→ **Text for analysis**
================================

Special Consideration for Québec

In Québec, the Civil Code allows any person of sound mind to appoint a person who will ensure their well-being and the administration of property or assets in the case of incapacity. This document is known as a mandate in anticipation of incapacity. Should a Grantor become mentally incapable, this mandate must be verified by a Québec court before the Attorney can make decisions regarding the Grantor's care or property. A power of attorney that has been executed outside of Québec must meet provincial requirements and be verified by the court to be valid.

III. Validity of Powers of Attorney in the United States

Both Continuing or Enduring Powers of Attorney1 and Advanced Health Care Directives are legislated at the state level in the United States. Many States will recognize powers of attorney that are executed in other jurisdictions inside the United States, but are silent as to the recognition of international documents. To be valid, powers of attorney that have been executed in a Canadian jurisdiction should comply with the state specific formal requirements.

================================

→ **Raw data**
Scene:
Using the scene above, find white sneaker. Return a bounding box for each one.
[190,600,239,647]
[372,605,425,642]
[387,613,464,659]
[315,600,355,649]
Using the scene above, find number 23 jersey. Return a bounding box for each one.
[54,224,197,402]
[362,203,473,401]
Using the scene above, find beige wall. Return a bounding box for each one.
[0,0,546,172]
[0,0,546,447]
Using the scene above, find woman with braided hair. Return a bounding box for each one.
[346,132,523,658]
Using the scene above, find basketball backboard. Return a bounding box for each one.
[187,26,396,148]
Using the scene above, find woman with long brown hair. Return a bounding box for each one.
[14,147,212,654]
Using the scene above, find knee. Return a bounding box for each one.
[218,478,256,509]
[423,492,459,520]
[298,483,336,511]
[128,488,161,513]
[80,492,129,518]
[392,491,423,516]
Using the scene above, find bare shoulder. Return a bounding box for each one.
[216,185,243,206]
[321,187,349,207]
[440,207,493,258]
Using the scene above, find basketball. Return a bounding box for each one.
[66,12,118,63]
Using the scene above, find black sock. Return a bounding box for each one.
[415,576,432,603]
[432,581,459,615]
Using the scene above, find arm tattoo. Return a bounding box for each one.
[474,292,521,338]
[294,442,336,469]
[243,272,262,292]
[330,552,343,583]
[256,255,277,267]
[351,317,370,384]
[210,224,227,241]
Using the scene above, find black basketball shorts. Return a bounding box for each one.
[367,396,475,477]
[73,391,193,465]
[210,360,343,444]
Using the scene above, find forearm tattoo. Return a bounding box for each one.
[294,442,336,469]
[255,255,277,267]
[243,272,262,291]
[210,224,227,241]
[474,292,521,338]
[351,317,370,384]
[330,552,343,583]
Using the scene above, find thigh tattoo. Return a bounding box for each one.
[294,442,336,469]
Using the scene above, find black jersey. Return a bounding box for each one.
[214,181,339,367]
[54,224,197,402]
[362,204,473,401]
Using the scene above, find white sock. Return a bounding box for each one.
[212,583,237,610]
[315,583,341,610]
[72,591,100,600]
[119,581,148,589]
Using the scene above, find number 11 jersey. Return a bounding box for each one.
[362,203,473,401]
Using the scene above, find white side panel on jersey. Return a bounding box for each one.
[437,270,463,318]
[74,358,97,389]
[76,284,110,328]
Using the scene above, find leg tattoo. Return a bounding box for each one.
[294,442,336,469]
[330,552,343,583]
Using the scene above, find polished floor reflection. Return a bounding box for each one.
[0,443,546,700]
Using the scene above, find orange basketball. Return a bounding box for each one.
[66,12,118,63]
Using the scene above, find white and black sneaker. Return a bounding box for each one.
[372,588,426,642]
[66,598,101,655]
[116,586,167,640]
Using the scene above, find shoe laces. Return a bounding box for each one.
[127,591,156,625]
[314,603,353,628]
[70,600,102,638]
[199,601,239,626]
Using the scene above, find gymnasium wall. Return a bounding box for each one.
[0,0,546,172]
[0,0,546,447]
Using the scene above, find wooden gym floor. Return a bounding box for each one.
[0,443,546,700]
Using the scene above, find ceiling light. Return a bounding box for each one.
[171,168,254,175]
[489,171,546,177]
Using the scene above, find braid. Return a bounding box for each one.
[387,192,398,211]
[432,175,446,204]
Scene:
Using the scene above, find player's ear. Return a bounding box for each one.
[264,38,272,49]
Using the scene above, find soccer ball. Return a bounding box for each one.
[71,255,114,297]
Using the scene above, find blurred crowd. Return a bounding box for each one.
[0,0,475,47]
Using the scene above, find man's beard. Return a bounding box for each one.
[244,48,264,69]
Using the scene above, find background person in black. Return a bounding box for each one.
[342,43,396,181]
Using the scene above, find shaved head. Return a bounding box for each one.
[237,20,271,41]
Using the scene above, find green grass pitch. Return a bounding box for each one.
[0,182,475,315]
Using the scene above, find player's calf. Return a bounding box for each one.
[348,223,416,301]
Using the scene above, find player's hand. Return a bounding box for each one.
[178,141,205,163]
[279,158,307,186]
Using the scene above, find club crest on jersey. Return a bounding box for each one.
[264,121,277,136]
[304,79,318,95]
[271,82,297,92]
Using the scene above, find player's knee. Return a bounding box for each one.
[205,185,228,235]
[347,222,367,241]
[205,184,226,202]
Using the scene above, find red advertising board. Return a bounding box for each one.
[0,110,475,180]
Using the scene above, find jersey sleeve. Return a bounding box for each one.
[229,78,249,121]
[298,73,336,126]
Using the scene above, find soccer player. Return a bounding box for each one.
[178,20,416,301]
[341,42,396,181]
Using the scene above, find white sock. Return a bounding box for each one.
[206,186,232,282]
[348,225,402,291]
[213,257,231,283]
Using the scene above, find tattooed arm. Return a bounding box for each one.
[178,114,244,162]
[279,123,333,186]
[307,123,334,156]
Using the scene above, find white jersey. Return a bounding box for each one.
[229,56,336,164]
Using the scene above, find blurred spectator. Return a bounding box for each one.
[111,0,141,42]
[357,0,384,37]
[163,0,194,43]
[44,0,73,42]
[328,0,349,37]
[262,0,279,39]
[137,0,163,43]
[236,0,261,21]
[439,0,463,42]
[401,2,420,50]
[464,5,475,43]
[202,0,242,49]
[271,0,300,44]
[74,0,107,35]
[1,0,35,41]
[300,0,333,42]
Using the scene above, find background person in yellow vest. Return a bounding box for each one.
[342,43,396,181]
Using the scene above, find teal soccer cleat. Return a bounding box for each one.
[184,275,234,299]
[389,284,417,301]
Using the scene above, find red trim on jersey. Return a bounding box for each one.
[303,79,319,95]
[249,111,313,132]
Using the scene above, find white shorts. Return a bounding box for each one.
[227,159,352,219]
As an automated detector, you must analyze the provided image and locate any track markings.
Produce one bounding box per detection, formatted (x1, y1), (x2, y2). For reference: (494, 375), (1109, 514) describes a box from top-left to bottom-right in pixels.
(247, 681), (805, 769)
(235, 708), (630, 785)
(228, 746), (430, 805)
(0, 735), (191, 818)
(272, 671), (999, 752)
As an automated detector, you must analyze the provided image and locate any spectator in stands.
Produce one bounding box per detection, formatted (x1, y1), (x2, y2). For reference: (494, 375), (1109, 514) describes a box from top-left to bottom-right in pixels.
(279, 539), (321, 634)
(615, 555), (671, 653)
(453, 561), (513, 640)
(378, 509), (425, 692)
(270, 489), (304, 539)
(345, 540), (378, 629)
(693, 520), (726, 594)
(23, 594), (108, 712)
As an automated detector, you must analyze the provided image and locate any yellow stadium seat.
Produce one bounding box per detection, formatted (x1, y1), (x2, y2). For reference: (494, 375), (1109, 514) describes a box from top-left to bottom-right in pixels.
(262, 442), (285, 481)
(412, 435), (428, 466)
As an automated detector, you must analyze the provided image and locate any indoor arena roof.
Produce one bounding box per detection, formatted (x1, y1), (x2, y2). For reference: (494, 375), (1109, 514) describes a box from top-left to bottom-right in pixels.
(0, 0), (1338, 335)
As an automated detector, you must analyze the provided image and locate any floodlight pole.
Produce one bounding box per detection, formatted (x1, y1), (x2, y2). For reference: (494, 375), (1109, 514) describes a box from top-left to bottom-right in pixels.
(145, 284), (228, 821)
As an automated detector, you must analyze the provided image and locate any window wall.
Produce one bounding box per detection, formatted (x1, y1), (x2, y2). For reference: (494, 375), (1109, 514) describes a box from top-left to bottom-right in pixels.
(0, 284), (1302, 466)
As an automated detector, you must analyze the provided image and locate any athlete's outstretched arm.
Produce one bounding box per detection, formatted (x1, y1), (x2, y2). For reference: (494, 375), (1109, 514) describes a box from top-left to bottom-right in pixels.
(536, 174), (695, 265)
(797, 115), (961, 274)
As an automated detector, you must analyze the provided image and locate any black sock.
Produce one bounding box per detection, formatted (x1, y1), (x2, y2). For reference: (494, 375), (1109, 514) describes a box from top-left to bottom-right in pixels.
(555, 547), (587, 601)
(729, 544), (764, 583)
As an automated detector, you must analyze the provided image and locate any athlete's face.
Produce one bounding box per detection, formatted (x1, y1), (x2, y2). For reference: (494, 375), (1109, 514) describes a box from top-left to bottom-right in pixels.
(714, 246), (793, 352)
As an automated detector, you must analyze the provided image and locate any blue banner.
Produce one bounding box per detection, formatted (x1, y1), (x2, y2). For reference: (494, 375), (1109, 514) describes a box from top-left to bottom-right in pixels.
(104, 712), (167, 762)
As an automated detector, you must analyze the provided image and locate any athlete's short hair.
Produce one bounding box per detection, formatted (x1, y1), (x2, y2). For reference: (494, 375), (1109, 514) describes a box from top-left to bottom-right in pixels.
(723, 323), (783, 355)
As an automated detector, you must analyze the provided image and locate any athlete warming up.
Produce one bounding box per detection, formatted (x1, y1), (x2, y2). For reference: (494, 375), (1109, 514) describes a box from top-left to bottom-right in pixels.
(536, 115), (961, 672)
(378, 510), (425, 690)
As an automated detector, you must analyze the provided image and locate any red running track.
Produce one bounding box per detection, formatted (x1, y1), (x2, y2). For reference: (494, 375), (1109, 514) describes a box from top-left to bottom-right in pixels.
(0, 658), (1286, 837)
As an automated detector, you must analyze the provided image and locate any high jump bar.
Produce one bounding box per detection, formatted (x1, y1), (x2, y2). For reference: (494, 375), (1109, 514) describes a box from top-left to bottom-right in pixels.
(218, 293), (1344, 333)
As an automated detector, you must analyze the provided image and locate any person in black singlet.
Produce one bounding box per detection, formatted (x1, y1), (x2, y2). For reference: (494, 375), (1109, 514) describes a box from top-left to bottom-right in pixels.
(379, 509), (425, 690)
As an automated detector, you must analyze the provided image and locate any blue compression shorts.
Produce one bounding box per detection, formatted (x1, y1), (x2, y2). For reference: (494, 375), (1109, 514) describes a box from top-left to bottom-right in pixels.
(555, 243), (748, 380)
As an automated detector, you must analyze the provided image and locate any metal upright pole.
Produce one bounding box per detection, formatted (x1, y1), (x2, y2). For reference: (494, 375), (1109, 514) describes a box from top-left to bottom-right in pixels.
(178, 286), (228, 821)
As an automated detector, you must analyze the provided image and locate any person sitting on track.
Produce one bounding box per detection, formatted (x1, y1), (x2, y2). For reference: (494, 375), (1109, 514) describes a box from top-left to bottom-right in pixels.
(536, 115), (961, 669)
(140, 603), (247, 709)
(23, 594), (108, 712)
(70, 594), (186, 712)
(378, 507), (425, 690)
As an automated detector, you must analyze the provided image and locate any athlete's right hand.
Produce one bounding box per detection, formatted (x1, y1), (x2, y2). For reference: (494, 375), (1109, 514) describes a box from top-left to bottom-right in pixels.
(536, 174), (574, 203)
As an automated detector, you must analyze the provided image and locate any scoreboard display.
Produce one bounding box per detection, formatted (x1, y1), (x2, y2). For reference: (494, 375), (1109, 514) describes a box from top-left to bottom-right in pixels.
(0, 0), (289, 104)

================================

→ **Instructions**
[A] Quote from the text on powers of attorney the passage that begins with the words containing "III. Validity of" and ends with "specific formal requirements.".
[B] Continue the text on powers of attorney after its last sentence.

→ **Task-by-task answers**
[A]
III. Validity of Powers of Attorney in the United States

Both Continuing or Enduring Powers of Attorney1 and Advanced Health Care Directives are legislated at the state level in the United States. Many States will recognize powers of attorney that are executed in other jurisdictions inside the United States, but are silent as to the recognition of international documents. To be valid, powers of attorney that have been executed in a Canadian jurisdiction should comply with the state specific formal requirements.

[B]
IV. What Happens if There is no Valid Power of Attorney

Important decisions about a Grantor's health care and property may be made by someone other than the Attorney if a power of attorney is not valid outside of the jurisdiction in which it was executed. Without a valid Power of Attorney for Personal Care, health care providers must turn to a hierarchy of substitute decision makers to make decisions regarding a person's care if they are mentally incapable to do so. The highest-ranking person on the following list who is available, capable and willing to make these decisions will become a person's substitute decision maker: spouse, adult child, parent, sibling, other relative by blood, marriage or adoption, or the Public Guardian. If there is a disagreement between equally ranking decision-makers that cannot be resolved, the Public Guardian may be asked to make the decision. Friends or family can also apply to a court to be appointed as the guardian of a person, who will become the highest-ranking substitute decision maker for health care decisions. For a person without a valid Continuing or Enduring Power of Attorney that becomes mentally incapable to make decisions regarding their property, the Public Guardian may become guardian of that person's property, or any person can apply to the court to become the guardian of property.

V. Conclusion

For anyone with a Continuing or Enduring Power of Attorney or Power of Attorney for Personal Care who plans on travelling, or who acquires property outside their home province, it is imperative to know whether such powers of attorney will be recognized in other jurisdictions. The formal requirements differ from jurisdiction to jurisdiction, and a lawyer should be consulted to determine these requirements and verify the validity of a power of attorney outside the Grantor's home jurisdiction. Without taking this precautionary step, important decisions regarding a person's care or property could be made by someone against their wishes if the unthinkable happens and they become mentally incapable of making decisions for themselves.


1. A Continuing or Enduring Power of Attorney is known as a Durable Power of Attorney in the United States.

The content of this article is intended to provide a general guide to the subject matter. Specialist advice should be sought about your specific circumstances.